----- Data extracts -----

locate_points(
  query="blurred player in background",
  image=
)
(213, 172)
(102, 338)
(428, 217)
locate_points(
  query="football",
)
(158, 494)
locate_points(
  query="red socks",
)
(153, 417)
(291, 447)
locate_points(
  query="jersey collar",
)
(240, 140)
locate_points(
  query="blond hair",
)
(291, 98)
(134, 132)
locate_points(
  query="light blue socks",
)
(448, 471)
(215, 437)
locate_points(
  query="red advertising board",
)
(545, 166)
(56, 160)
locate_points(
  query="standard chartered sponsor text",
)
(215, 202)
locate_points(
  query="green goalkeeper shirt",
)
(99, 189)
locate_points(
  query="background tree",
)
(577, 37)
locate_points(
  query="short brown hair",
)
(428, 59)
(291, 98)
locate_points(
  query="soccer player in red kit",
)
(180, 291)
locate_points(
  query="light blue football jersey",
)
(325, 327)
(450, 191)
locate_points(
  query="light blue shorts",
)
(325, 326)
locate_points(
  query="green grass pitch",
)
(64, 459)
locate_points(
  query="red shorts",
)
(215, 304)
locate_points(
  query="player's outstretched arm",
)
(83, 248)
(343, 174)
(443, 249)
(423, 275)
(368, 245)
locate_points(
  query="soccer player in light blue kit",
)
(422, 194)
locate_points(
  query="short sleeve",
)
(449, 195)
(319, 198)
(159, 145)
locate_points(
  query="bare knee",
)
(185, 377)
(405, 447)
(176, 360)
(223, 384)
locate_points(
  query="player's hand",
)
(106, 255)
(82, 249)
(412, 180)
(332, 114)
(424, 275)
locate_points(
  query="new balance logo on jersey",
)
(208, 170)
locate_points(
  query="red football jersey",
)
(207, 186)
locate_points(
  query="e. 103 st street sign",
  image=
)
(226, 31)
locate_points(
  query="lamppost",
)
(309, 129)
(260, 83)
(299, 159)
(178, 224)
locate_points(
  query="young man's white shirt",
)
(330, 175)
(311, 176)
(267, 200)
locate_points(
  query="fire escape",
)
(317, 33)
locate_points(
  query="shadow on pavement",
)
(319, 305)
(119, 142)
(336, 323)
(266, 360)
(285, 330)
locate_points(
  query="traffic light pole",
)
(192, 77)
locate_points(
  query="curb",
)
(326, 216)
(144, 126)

-----

What the task requires: State the number of lines in the records that hold the string "soccer", and add nothing.

Solution to the problem: 2